== Segment start ==
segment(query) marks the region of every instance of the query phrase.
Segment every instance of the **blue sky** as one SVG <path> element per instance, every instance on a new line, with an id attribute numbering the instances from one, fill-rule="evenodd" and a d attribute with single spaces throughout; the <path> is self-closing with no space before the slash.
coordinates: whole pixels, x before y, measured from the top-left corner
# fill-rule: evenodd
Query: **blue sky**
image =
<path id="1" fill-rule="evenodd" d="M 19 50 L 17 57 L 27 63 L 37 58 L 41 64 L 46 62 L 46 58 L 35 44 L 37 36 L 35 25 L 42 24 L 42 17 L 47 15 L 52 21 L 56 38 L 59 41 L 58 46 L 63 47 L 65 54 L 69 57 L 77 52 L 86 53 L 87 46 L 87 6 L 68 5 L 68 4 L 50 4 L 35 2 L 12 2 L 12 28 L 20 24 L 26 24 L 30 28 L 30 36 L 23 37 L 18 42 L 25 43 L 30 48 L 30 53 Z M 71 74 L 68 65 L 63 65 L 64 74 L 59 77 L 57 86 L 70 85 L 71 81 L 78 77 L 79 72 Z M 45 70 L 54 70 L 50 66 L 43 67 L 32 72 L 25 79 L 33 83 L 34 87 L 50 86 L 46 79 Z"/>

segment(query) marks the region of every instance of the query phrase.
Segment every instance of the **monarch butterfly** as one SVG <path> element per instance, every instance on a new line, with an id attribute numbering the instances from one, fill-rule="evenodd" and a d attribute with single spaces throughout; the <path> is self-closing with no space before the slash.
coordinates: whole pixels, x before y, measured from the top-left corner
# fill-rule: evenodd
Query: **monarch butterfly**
== Segment end ==
| DIRECTIONS FOR THIS TASK |
Print every record above exactly as written.

| WRITTEN RESPONSE |
segment(query) marks the region of every instance of the query phrase.
Segment every instance of the **blue sky** as one SVG <path> element per instance, every instance on a new line, with an id attribute numbering the instances from one, fill-rule="evenodd" and a d attribute with single spaces throughout; the <path> is self-closing with no space before the slash.
coordinates: whole pixels, x before y, measured from the top-left corner
# fill-rule: evenodd
Query: **blue sky**
image =
<path id="1" fill-rule="evenodd" d="M 19 50 L 17 57 L 27 63 L 37 58 L 41 64 L 46 62 L 46 58 L 35 44 L 37 36 L 35 25 L 42 24 L 42 17 L 47 15 L 52 21 L 56 38 L 59 41 L 58 46 L 63 47 L 65 54 L 69 57 L 77 52 L 86 53 L 87 46 L 87 6 L 68 5 L 68 4 L 50 4 L 35 2 L 12 2 L 12 28 L 20 24 L 26 24 L 30 28 L 30 36 L 23 37 L 18 42 L 25 43 L 30 48 L 30 53 Z M 71 74 L 68 65 L 63 65 L 64 74 L 59 77 L 57 86 L 70 85 L 71 81 L 78 77 L 79 72 Z M 45 70 L 54 70 L 50 66 L 43 67 L 32 72 L 25 79 L 33 83 L 34 87 L 50 86 L 46 79 Z"/>

segment(query) marks the region of every instance of the query phrase.
Segment every instance of the **monarch butterfly** as one SVG <path> element per instance, every instance on a new line, with an id attribute numbering the instances from one, fill-rule="evenodd" and a d attribute with single spaces throughout; the <path> is self-closing with no space before the slash.
coordinates: whole pixels, x before y, measured from the top-left corner
# fill-rule: evenodd
Query: **monarch butterfly**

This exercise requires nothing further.